**Excerpt provided**

※ ※ ※

The rings for #1 you want to address, be it cleaning them and piston grooves, or replacing the rings for that piston.

The cylinder liner wall, while ugly, will run all day long without smoke or power loss.

Being on the gulf coast with hurricanes, massive heavy rain. . . I see engines flooded with water fairly often. We clear the flooded cylinder and send it on its way. A caveat would be if you hit the start button with water on cylinder, which could bend a rod.

Based on your story and picks I doubt that here, with stuck valve and all. You barred it by hand etc. But a quick check on a bent rod, roll the engine over by hand and watch the peak of each piston in cylinder. If one piston was noticeably lower at the peak, like 1/8" to 1/4", that rod would be bent.
 
Thats rust aint nothing... I pulled apart a running 6.0 Powerstroke that had was more rust in the cylinders from water+blown head gaskets. Unless this is a critical engine that is getting run 8+ hours a day I would do nothing.
 
Thats rust aint nothing... I pulled apart a running 6.0 Powerstroke that had was more rust in the cylinders from water+blown head gaskets. Unless this is a critical engine that is getting run 8+ hours a day I would do nothing.

I make parts for 6.0's. When I was first developing stuff for them I bought a 2005 F-350 that was a good runner. Upon teardown I found one of the passenger bank cylinders had an area of heavy pitting an inch down in the hole you could loose a quarter in. Metal gone, corroded away. The rings just skipped right over it.

※ ※ ※

**Data lines**
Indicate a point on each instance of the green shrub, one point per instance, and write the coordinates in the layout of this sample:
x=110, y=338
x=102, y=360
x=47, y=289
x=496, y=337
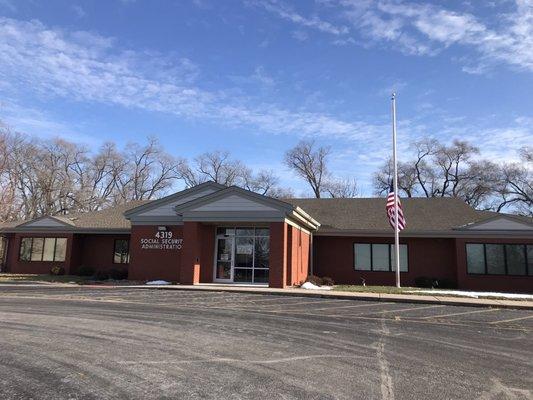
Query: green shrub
x=317, y=280
x=57, y=270
x=101, y=275
x=85, y=270
x=327, y=281
x=445, y=284
x=435, y=283
x=118, y=274
x=424, y=282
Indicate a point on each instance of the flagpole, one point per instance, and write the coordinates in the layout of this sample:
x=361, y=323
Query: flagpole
x=395, y=180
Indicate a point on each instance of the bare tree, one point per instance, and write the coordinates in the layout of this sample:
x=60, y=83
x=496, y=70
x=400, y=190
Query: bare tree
x=516, y=184
x=310, y=163
x=264, y=182
x=341, y=188
x=215, y=166
x=149, y=172
x=407, y=179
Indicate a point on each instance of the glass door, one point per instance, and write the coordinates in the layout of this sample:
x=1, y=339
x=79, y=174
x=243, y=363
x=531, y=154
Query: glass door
x=242, y=255
x=224, y=259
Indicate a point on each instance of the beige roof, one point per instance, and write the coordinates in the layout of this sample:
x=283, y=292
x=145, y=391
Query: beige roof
x=368, y=214
x=109, y=218
x=357, y=214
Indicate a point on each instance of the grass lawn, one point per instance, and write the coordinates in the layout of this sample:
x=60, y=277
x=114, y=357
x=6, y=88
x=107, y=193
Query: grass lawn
x=374, y=289
x=21, y=278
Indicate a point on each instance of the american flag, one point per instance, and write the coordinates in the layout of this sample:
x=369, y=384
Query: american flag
x=391, y=212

※ ※ ※

**Required work**
(a) Answer these about the excerpt on flooded engines, one per line:
(i) What action could bend a rod when a cylinder holds water?
(ii) How much lower at its peak would a piston with a bent rod be?
(iii) How far down in the cylinder was the area of heavy pitting?
(b) Can you turn the paragraph in the excerpt on flooded engines that begins "I make parts for 6.0's" into a short list that keeps its main facts?
The records have no connection to the excerpt on flooded engines.

**The results**
(a)
(i) Hitting the start button with water in the cylinder.
(ii) Noticeably lower, about 1/8" to 1/4".
(iii) An inch down in the hole.

(b)
- The writer makes parts for 6.0 engines.
- While first developing those parts, the writer bought a 2005 F-350 that ran well.
- On teardown, one passenger bank cylinder had heavy pitting an inch down, deep enough to lose a quarter in.
- The metal there had corroded away.
- The rings skipped right over it.